物体の出現位置を示すデータセットの行

'''

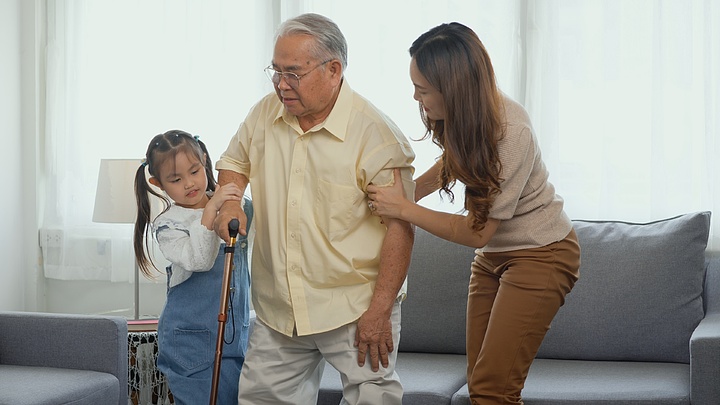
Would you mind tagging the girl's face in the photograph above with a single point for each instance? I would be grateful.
(184, 180)
(429, 97)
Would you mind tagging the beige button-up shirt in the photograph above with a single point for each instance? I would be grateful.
(317, 247)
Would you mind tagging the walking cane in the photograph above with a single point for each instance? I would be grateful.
(222, 315)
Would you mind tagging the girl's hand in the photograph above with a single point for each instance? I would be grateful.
(388, 201)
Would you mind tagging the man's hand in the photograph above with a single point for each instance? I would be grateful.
(374, 338)
(228, 211)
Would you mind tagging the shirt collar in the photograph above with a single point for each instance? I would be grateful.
(336, 121)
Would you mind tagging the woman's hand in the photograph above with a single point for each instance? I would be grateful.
(228, 192)
(388, 201)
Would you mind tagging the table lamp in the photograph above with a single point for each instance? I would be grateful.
(115, 202)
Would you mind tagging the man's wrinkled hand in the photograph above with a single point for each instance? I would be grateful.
(229, 211)
(374, 338)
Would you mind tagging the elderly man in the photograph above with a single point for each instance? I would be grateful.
(327, 276)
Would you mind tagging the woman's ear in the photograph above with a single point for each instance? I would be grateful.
(155, 182)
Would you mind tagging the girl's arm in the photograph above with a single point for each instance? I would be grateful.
(192, 247)
(390, 202)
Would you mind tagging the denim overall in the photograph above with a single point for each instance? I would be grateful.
(188, 325)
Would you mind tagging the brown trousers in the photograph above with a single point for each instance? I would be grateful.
(513, 298)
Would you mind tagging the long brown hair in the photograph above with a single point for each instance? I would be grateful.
(162, 148)
(452, 58)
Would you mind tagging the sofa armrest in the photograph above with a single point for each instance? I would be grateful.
(83, 342)
(705, 361)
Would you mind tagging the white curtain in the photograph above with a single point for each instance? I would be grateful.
(118, 73)
(624, 96)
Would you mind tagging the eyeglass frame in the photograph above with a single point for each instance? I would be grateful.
(271, 73)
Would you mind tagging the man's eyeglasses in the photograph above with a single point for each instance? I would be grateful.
(292, 79)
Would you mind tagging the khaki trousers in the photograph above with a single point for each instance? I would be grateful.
(513, 298)
(282, 370)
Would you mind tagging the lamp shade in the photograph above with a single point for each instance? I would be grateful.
(115, 198)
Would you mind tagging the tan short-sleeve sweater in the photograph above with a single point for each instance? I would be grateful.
(530, 211)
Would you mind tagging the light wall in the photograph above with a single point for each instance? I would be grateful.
(15, 208)
(23, 286)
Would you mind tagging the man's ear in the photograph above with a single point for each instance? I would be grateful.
(155, 182)
(335, 68)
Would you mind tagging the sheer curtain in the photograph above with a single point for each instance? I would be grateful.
(120, 73)
(623, 95)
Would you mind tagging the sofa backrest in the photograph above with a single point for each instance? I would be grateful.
(639, 296)
(640, 292)
(433, 314)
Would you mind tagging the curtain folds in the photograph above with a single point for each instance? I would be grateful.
(624, 96)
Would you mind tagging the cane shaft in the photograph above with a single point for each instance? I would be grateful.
(222, 318)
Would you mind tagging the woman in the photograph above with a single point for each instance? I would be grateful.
(530, 255)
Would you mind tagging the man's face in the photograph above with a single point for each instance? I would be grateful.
(312, 97)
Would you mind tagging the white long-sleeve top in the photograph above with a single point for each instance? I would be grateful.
(185, 242)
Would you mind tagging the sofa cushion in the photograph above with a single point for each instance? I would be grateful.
(568, 382)
(639, 296)
(26, 385)
(433, 314)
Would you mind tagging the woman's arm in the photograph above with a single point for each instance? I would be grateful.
(427, 182)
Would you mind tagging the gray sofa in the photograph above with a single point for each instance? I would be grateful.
(63, 359)
(642, 325)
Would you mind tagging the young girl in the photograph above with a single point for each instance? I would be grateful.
(178, 164)
(530, 255)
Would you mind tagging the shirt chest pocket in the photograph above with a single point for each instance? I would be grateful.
(337, 208)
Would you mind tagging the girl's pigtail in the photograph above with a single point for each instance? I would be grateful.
(142, 222)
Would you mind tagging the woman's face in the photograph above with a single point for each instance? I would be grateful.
(428, 96)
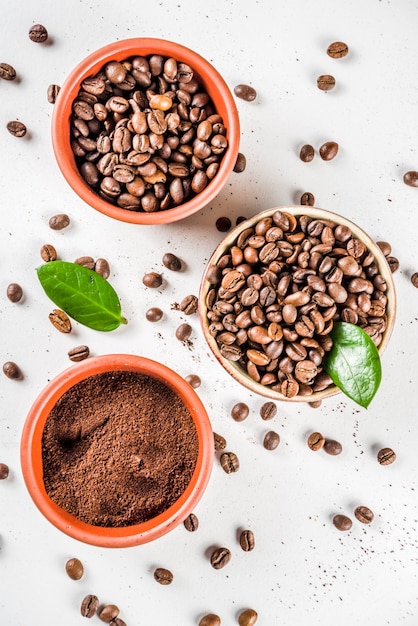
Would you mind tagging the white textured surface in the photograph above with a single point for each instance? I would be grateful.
(302, 571)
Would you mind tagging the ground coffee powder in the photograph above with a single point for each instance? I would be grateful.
(118, 449)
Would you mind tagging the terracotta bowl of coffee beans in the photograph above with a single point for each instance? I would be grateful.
(117, 450)
(273, 290)
(145, 131)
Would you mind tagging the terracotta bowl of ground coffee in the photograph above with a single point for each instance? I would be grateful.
(145, 131)
(117, 450)
(273, 289)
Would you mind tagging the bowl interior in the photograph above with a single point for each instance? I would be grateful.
(233, 368)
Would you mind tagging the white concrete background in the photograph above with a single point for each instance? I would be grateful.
(303, 571)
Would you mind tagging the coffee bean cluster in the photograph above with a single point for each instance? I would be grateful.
(145, 134)
(277, 291)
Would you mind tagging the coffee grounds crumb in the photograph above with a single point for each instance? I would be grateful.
(118, 449)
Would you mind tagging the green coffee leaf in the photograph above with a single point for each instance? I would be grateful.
(83, 294)
(353, 363)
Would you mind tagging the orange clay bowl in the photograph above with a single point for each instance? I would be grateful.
(31, 453)
(209, 79)
(233, 368)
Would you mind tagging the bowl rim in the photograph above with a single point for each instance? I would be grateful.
(31, 453)
(233, 368)
(207, 75)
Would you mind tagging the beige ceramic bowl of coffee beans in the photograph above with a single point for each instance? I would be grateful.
(145, 131)
(273, 289)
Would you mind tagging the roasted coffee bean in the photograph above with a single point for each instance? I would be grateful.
(325, 82)
(172, 262)
(59, 221)
(229, 462)
(328, 150)
(79, 353)
(386, 456)
(14, 292)
(89, 605)
(4, 471)
(60, 320)
(240, 411)
(154, 314)
(411, 179)
(220, 557)
(316, 441)
(74, 569)
(12, 370)
(48, 253)
(16, 128)
(332, 447)
(248, 617)
(342, 522)
(364, 514)
(337, 50)
(271, 440)
(247, 540)
(163, 576)
(245, 92)
(7, 72)
(38, 33)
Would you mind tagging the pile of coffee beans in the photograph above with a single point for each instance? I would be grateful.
(277, 291)
(145, 134)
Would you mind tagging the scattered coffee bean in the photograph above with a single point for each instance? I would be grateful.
(271, 440)
(247, 617)
(219, 441)
(307, 199)
(325, 82)
(48, 253)
(14, 292)
(189, 305)
(154, 314)
(52, 93)
(386, 456)
(364, 514)
(193, 380)
(60, 320)
(211, 619)
(240, 163)
(342, 522)
(245, 92)
(220, 557)
(74, 569)
(316, 441)
(411, 179)
(247, 540)
(108, 612)
(59, 221)
(11, 370)
(328, 150)
(163, 576)
(307, 153)
(16, 128)
(172, 262)
(268, 410)
(79, 353)
(89, 605)
(332, 447)
(7, 72)
(153, 280)
(223, 224)
(191, 523)
(4, 471)
(38, 33)
(229, 462)
(337, 50)
(240, 411)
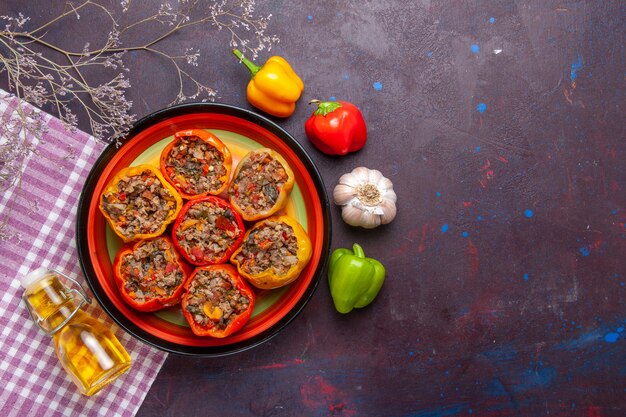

'''

#### 課題の説明
上の項目から「lamp」という文字列を含む行をすべて探し、1行ずつ書き写してください。大文字と小文字は区別します。

#### 作業の結果
Would you mind tagging the table lamp in the photograph above with a single point for each instance? I would be grateful.
Would you mind tagging the lamp shade in the photograph above with a single point for each instance? I would be grateful.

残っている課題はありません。